INSTRUCTION
Rewrite the set theory text between "Note that an" and "imply that J∊L.", inclusive, putting "Evidently" in place of "Clearly".

⛲ Example 0. Consider these three sets
A=the set of all even numbers, B={2,4,6}, C={2,3,4,6}
Here B⊂A since every element of B is also an even number, so is an element of A.
More formally,we could say B⊂A since if x∊B,then x∊A.
It is also true that B⊂C.
C is not a subset of A, since C contains an element, 3, that is not contained in A.
Let D={} and E={1,2,3,4}. Is D⊂E? To show D⊄E, you must find at least one element of set D that is not an element of set E. Because this cannot be done, D⊂E must be true. Using the same reasoning. we can show that the empty set is a subset of every set, including itself.
⛲ Question 1. Let F, G and H be three sets. If F∊G and G⊂H, is it true that F⊂H?. If not, give an example.
✍ Solution:
No. Let F={1}, G={{1},2} and H={{1},2,3}. Here F∊G as F={1} and G⊂H. But F⊄H as 1∊F and 1∉H.
Note that an element of a set can never be a subset of itself.⛲ Ex1. In each of the following, determine whether the statement is true or false. If it is true, then prove it. If it is false, then give an example.
(i) If x∊J and J∊K, then x∊K.
(ii) If J⊂K and K∊L, then J∊L.
✍ Solution:
(i) False,
Let J={2}, K={{2},3}
Clearly, 2∊J and J∊K, but 2∉K.
So, x∊J and J∊K need not imply that x∊K.
(ii) False, Let J={2}, K={2,3} and L={{2,3},4}
Clearly, J⊂K and K∊L, but J∉L.
Thus, J⊂K Band K∊L need not imply that J∊L.
⛲ Q2. Let M={a,b,{c,d},e}. Which of the following statements is/are true?
(i) {c,d}∊M (ii) {{c,d}⊂M
✍ Solution:
Given, M={a,b,{c,d},e}
(i) Since a,b,{c,d} and e are elements of M.

DATASET SECTION
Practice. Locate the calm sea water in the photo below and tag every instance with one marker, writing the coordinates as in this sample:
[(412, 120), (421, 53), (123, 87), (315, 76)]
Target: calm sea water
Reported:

TASK SOLUTION
Note that an element of a set can never be a subset of itself.⛲ Ex1. In each of the following, determine whether the statement is true or false. If it is true, then prove it. If it is false, then give an example.
(i) If x∊J and J∊K, then x∊K.
(ii) If J⊂K and K∊L, then J∊L.
✍ Solution:
(i) False,
Let J={2}, K={{2},3}
Evidently, 2∊J and J∊K, but 2∉K.
So, x∊J and J∊K need not imply that x∊K.
(ii) False, Let J={2}, K={2,3} and L={{2,3},4}
Evidently, J⊂K and K∊L, but J∉L.
Thus, J⊂K Band K∊L need not imply that J∊L.